ACTIVITY — The entries that follow should be repeated exactly, with no pictures kept.

═══ RECORDED DATA

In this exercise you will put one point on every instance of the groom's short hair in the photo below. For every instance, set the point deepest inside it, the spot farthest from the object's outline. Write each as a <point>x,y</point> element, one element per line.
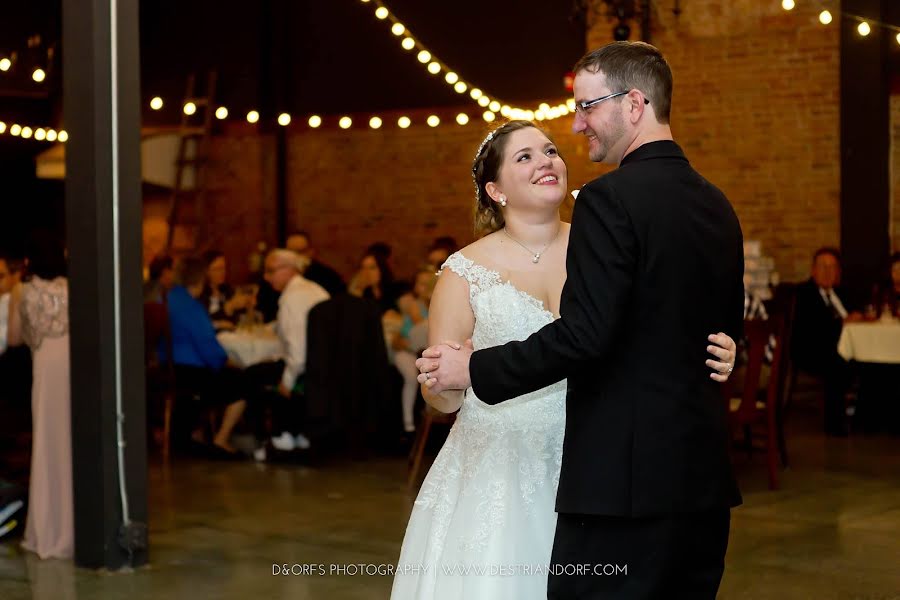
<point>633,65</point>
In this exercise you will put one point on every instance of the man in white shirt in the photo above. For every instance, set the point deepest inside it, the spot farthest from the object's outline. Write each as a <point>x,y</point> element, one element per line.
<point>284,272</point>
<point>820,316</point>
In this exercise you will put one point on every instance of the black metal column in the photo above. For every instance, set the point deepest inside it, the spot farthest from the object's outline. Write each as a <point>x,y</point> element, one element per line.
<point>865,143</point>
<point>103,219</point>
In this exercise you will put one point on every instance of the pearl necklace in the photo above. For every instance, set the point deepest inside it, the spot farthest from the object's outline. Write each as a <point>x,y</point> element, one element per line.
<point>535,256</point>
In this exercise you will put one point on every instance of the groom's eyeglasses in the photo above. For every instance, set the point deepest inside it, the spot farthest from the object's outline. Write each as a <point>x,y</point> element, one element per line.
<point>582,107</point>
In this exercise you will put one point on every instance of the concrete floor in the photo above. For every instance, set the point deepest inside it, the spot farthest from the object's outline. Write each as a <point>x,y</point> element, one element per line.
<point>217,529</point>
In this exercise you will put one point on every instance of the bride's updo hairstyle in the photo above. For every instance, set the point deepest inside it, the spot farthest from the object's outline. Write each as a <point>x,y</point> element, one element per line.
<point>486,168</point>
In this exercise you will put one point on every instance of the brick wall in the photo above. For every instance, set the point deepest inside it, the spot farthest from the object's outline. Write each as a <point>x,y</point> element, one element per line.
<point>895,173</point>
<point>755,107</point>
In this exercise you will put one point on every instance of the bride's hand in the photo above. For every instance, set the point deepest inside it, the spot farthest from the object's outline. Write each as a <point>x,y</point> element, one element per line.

══════

TASK OUTPUT —
In this exercise you will put one point on every instance of the groom's short hair in the photo below. For every instance, set the point deepest inside it, the spot farthest from the object's outline. Write each as a <point>x,y</point> element, one element per line.
<point>633,65</point>
In this exercise you will put one point on every instance of the man in white shirt in the photo above. For every instance, set the point deepest inside it, the spot farthest from the object's outline. Write each as a <point>x,y</point> element, one element per line.
<point>284,272</point>
<point>820,316</point>
In this exercise you will put one point on every instance of the black metal column in the photo above. For every instance, set the point deepest inside it, the spot farthest from the object's outline. Write each as a <point>x,y</point> element, one element per line.
<point>865,143</point>
<point>103,219</point>
In this exercise you will put one point on every instance of the pearl necklace in the photo above. For every instance, set the point deepest inside it, the spot farthest from the object's outline. Write each as a <point>x,y</point> element, one element per line.
<point>535,256</point>
In this exercise you will put one point on every instance of the groom's eyeglasses in the photo above. For every instance, set the point deepest inside it, the spot farthest from the object's outline. Write each as a <point>x,y</point> element, one element per line.
<point>582,107</point>
In this exercise you will put one point on every instance of the concrete floor in the photo above. For every instance, set the point deepest inside it, the spot farthest from the object's outline. Write each as a <point>x,y</point> element, one element per line.
<point>217,529</point>
In this exercise you will put one point on every instance of the bride's updo hairstyle in the photo above. For every instance, set the point deepest inside it, the spot farthest from the object's outline. Write each as a <point>x,y</point> element, one element per line.
<point>486,168</point>
In this exercise you will put one point on every instance of the brick wall in the photo above. For every instance, set the point deepest inside it, the spot farthest from the object's outline. Write each as a <point>x,y</point> element, one element per line.
<point>895,173</point>
<point>755,107</point>
In this exercise you will put one point on every instance of the bride's hand in the photo above. For every instance, set the point deepest inside it, the spot farthest from the object's outline. Write each as a <point>x,y</point> element, one element per line.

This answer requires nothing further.